======== Task data

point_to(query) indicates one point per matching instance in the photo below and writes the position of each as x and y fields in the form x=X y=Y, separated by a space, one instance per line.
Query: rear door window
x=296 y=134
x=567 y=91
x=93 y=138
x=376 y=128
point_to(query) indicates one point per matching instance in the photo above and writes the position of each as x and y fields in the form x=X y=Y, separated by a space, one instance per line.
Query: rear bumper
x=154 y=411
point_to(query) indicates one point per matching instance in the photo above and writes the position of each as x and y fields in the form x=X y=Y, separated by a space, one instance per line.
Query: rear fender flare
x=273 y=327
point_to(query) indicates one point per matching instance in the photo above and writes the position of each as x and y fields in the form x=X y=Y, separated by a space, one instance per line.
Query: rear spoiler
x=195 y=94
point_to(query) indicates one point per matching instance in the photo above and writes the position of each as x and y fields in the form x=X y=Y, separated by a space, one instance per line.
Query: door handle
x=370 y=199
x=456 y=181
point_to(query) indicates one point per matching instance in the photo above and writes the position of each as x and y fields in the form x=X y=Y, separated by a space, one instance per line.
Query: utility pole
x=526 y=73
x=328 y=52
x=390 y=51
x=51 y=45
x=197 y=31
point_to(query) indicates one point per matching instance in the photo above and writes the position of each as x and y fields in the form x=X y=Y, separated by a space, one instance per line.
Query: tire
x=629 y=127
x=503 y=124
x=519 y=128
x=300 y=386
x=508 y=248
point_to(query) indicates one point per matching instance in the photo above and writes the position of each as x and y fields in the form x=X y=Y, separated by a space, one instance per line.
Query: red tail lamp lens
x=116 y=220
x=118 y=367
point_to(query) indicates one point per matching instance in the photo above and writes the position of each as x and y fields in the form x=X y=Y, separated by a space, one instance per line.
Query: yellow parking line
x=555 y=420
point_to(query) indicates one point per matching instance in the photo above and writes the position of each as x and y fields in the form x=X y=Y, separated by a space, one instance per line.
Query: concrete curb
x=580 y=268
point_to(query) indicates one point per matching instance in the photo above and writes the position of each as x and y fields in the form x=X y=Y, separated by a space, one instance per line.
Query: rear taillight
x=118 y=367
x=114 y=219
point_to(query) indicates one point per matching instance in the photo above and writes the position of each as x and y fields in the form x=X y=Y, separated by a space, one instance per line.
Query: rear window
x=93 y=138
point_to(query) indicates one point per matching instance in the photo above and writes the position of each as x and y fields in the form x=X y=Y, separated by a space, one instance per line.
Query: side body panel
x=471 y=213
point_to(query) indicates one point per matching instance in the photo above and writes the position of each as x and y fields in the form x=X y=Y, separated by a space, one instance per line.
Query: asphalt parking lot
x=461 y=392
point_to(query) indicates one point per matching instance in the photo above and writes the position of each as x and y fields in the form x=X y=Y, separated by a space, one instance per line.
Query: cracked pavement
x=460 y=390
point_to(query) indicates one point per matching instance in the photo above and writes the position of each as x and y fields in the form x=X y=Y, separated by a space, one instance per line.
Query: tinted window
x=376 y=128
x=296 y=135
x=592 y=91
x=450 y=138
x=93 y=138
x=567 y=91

================

→ Task details
Write out each line exactly, as it is shown above.

→ The answer
point_to(query) indicates one point per matching instance in the photo below and writes the position of each as x and y fields in the form x=X y=Y, separated by a space, one instance per line.
Query: rear door window
x=296 y=134
x=567 y=91
x=93 y=138
x=376 y=128
point_to(query) indicates one point per matching instance in the photo above and writes the position of each as x and y fields in the form x=X y=Y, separated by a space, one instance per line.
Query: rear bumper
x=154 y=411
point_to(query) indicates one point per matching instance in the photo above and writes the position of each as x and y fields in the form x=X y=Y, separated by a space, one instance per line.
Query: rear fender flare
x=273 y=327
point_to(query) indicates one point per matching instance in the photo above and writes the position of each as x and y fields in the form x=X y=Y, separated by a space, one instance per line.
Query: rear spoiler
x=195 y=94
point_to(query) indicates one point per matching instance in the photo above and writes the position of each as x and y fields in the form x=X y=Y, separated by a space, one instance per line.
Query: door handle
x=370 y=199
x=456 y=181
point_to(query) indicates one point per matching instance in the photo above and writes the position of each as x and y fields in the form x=X y=Y, separated by a space, one instance per line.
Query: utility pole
x=526 y=73
x=328 y=52
x=390 y=51
x=51 y=45
x=197 y=31
point_to(query) indicates one point per matching instance in the photo above and writes the position of each as x and y fields in the form x=X y=Y, separated by a space, one instance per line.
Query: tire
x=629 y=127
x=503 y=124
x=519 y=128
x=300 y=386
x=508 y=248
point_to(query) indicates one point per matching instance in the photo above and writes the position of each as x and y fields in the form x=X y=Y, separated by a space, one instance per line.
Query: red tail lamp lens
x=116 y=220
x=118 y=367
point_to(query) indicates one point per matching instance in the photo above and writes the position of each as x and y fields in the form x=X y=Y, separated by a space, one instance per line.
Query: yellow parking line
x=555 y=420
point_to(query) indicates one point per matching instance in the photo above and writes the position of each as x and y fields in the form x=X y=Y, separated by a space, one instance per line.
Query: concrete curb
x=580 y=268
point_to(query) indicates one point per matching instance in the photo above and writes the position of each as x and y fields in the form x=X y=Y, separated by a space, one instance per line.
Query: rear taillight
x=118 y=367
x=114 y=219
point_to(query) indicates one point per matching instance in the photo above and writes the position of each as x and y fields in the form x=X y=Y, separated by a space, one instance per line.
Query: rear window
x=93 y=138
point_to(query) indicates one point per matching instance in the photo above and writes the position of each as x and y fields in the form x=X y=Y, separated by a space, one instance per line.
Query: side body panel
x=471 y=213
point_to(query) indicates one point per matching instance in the photo above and writes the position of each as x and y fields in the form x=X y=Y, separated by a space, one instance per line.
Query: asphalt parking lot
x=461 y=392
point_to(query) indicates one point per matching instance in the photo above and writes the position of each as x and y fields in the form x=X y=Y, separated by a space, one instance per line.
Query: cracked pavement
x=460 y=390
point_to(query) indicates one point per matching instance in the photo above and writes the position of each as x and y fields in the form x=X y=Y, separated by a space, one instance per line.
Query: tinted window
x=376 y=128
x=296 y=135
x=592 y=91
x=450 y=138
x=93 y=138
x=567 y=91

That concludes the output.